- **Short exercise**
Can you extract, word for word, the lines of the records from the line that contains "--target shadow on pavement" through the last line of the records, both ends included?
━━━ Given entries ━━━
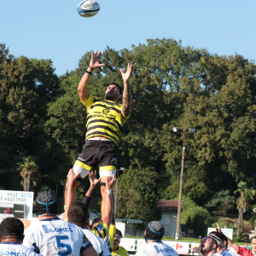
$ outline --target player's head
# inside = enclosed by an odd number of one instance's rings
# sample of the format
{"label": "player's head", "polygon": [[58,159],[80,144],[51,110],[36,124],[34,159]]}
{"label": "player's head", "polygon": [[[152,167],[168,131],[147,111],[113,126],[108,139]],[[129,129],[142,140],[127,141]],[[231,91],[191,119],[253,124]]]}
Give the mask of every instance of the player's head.
{"label": "player's head", "polygon": [[113,251],[116,251],[119,245],[120,244],[121,238],[123,238],[123,234],[122,232],[116,229],[114,237],[113,237]]}
{"label": "player's head", "polygon": [[98,224],[99,224],[99,222],[101,221],[101,219],[102,219],[102,217],[97,217],[97,218],[96,218],[95,219],[93,219],[93,220],[91,221],[90,227],[91,227],[92,229],[94,229],[96,226],[98,225]]}
{"label": "player's head", "polygon": [[217,241],[218,247],[219,247],[219,248],[223,247],[224,242],[223,242],[222,234],[220,234],[219,232],[217,232],[217,231],[212,231],[209,234],[208,236],[212,237],[212,239],[214,239]]}
{"label": "player's head", "polygon": [[165,234],[165,228],[159,221],[150,221],[144,231],[145,241],[161,240]]}
{"label": "player's head", "polygon": [[201,241],[200,251],[202,255],[207,255],[209,253],[215,253],[217,250],[217,241],[212,237],[206,236],[203,237]]}
{"label": "player's head", "polygon": [[255,254],[256,253],[256,236],[252,237],[251,246],[252,246],[252,251]]}
{"label": "player's head", "polygon": [[120,85],[115,83],[108,84],[106,93],[105,99],[117,102],[122,97],[122,89]]}
{"label": "player's head", "polygon": [[23,223],[16,218],[6,218],[0,224],[1,241],[7,238],[16,239],[22,243],[24,233]]}
{"label": "player's head", "polygon": [[57,214],[57,199],[49,191],[44,191],[38,194],[36,200],[36,213],[38,216],[44,213]]}
{"label": "player's head", "polygon": [[69,222],[80,227],[85,227],[89,220],[86,206],[81,201],[75,201],[68,208],[67,218]]}
{"label": "player's head", "polygon": [[223,241],[223,248],[224,250],[227,250],[227,248],[228,248],[228,242],[229,242],[228,237],[224,234],[223,234],[223,233],[219,233],[219,234],[221,235],[221,240]]}

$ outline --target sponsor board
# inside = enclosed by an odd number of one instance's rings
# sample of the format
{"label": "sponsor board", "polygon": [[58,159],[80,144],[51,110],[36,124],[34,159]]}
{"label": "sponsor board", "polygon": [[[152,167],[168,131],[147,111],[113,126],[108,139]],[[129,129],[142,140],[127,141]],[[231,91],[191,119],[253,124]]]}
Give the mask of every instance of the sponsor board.
{"label": "sponsor board", "polygon": [[[187,241],[166,241],[162,240],[162,242],[167,244],[168,246],[174,248],[177,253],[180,255],[189,254],[189,242]],[[146,245],[146,241],[143,239],[137,239],[137,250],[138,251],[140,247]]]}
{"label": "sponsor board", "polygon": [[122,238],[120,246],[123,247],[127,251],[136,251],[135,241],[136,241],[136,239]]}
{"label": "sponsor board", "polygon": [[31,220],[33,192],[0,190],[0,218],[15,217]]}

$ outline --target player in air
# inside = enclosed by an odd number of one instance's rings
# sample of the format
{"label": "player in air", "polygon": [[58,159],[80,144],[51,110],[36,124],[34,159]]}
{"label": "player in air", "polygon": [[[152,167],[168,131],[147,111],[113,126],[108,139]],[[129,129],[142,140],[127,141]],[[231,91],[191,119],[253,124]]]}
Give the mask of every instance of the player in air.
{"label": "player in air", "polygon": [[16,218],[6,218],[0,224],[0,255],[43,256],[22,245],[24,224]]}
{"label": "player in air", "polygon": [[151,221],[146,226],[144,237],[147,245],[135,254],[137,256],[178,256],[175,249],[163,243],[165,228],[159,221]]}
{"label": "player in air", "polygon": [[82,230],[56,216],[57,199],[49,191],[36,199],[38,222],[25,232],[24,245],[44,256],[97,256]]}
{"label": "player in air", "polygon": [[[87,90],[87,85],[93,71],[104,66],[99,63],[100,58],[101,51],[91,53],[90,66],[78,88],[80,100],[87,109],[87,133],[85,144],[73,166],[73,172],[75,174],[80,173],[84,178],[96,166],[98,166],[103,198],[106,195],[104,193],[106,179],[110,181],[113,174],[116,173],[118,143],[122,127],[131,111],[131,93],[129,85],[131,65],[128,64],[126,73],[120,69],[124,81],[123,94],[118,84],[111,83],[107,88],[105,100],[98,101]],[[122,105],[118,104],[118,101],[121,98]],[[105,207],[103,203],[102,207]]]}
{"label": "player in air", "polygon": [[200,251],[203,256],[220,256],[217,253],[217,241],[212,237],[205,236],[202,238]]}

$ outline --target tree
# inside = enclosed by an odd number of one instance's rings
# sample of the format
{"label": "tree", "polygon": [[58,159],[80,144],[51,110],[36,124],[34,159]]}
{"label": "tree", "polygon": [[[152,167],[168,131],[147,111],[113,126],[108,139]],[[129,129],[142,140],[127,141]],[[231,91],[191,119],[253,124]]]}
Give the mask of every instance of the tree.
{"label": "tree", "polygon": [[23,157],[23,162],[17,164],[18,171],[23,178],[22,184],[24,191],[34,191],[34,187],[40,178],[38,166],[35,164],[32,156]]}
{"label": "tree", "polygon": [[237,189],[234,192],[234,194],[236,193],[240,194],[240,197],[236,201],[236,206],[239,212],[237,223],[237,238],[239,238],[240,225],[243,220],[242,215],[247,211],[247,205],[248,203],[248,201],[253,200],[253,196],[256,191],[254,189],[248,189],[247,186],[247,183],[241,181],[237,184]]}

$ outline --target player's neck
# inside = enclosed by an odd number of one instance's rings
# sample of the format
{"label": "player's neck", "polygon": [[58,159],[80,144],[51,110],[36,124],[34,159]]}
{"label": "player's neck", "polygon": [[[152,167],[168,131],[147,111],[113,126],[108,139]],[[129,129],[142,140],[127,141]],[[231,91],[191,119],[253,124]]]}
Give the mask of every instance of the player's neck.
{"label": "player's neck", "polygon": [[2,242],[16,242],[16,243],[21,244],[21,241],[16,238],[5,238],[5,239],[1,240],[1,243]]}

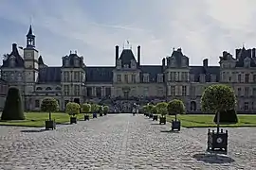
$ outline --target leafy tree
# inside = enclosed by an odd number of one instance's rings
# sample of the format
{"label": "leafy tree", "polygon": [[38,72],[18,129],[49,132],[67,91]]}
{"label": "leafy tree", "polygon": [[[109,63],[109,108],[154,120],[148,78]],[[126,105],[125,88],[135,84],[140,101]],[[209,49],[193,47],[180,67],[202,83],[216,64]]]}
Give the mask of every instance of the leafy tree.
{"label": "leafy tree", "polygon": [[104,106],[103,107],[103,111],[104,111],[104,113],[107,113],[109,111],[109,107],[108,106]]}
{"label": "leafy tree", "polygon": [[177,121],[177,114],[184,114],[186,109],[183,101],[178,99],[174,99],[168,103],[167,110],[169,114],[175,115],[175,121]]}
{"label": "leafy tree", "polygon": [[91,105],[91,111],[93,112],[93,113],[95,113],[95,112],[97,112],[97,111],[99,111],[99,105],[97,105],[97,104],[92,104]]}
{"label": "leafy tree", "polygon": [[49,120],[51,120],[51,112],[59,110],[58,101],[52,97],[44,98],[41,103],[41,110],[49,113]]}
{"label": "leafy tree", "polygon": [[217,132],[220,127],[220,112],[235,110],[236,97],[233,89],[227,85],[211,85],[201,97],[202,110],[217,115]]}
{"label": "leafy tree", "polygon": [[65,111],[70,115],[70,116],[76,116],[77,114],[80,113],[80,105],[75,102],[68,102],[65,107]]}
{"label": "leafy tree", "polygon": [[82,111],[86,114],[91,112],[91,105],[88,103],[82,104]]}
{"label": "leafy tree", "polygon": [[19,89],[15,87],[9,89],[1,120],[25,120]]}
{"label": "leafy tree", "polygon": [[159,102],[156,104],[156,110],[157,112],[164,117],[167,114],[167,106],[168,104],[166,102]]}

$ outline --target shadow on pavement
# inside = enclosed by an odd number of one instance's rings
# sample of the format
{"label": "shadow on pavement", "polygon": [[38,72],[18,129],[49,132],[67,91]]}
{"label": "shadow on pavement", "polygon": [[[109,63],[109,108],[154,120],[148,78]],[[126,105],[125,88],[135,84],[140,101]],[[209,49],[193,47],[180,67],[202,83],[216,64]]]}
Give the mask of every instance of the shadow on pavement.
━━━
- **Written reply**
$ outline --target shadow on pavement
# inside = enclosed by an odd number of one instance's rings
# sample of the format
{"label": "shadow on pavement", "polygon": [[38,72],[18,129],[49,132],[67,91]]}
{"label": "shadow on pavement", "polygon": [[[109,63],[109,108],[154,120],[148,78]],[[126,105],[125,88],[135,84],[140,101]],[[209,49],[193,47],[180,67],[202,83],[216,64]]]}
Give the mask of every instance of the shadow on pavement.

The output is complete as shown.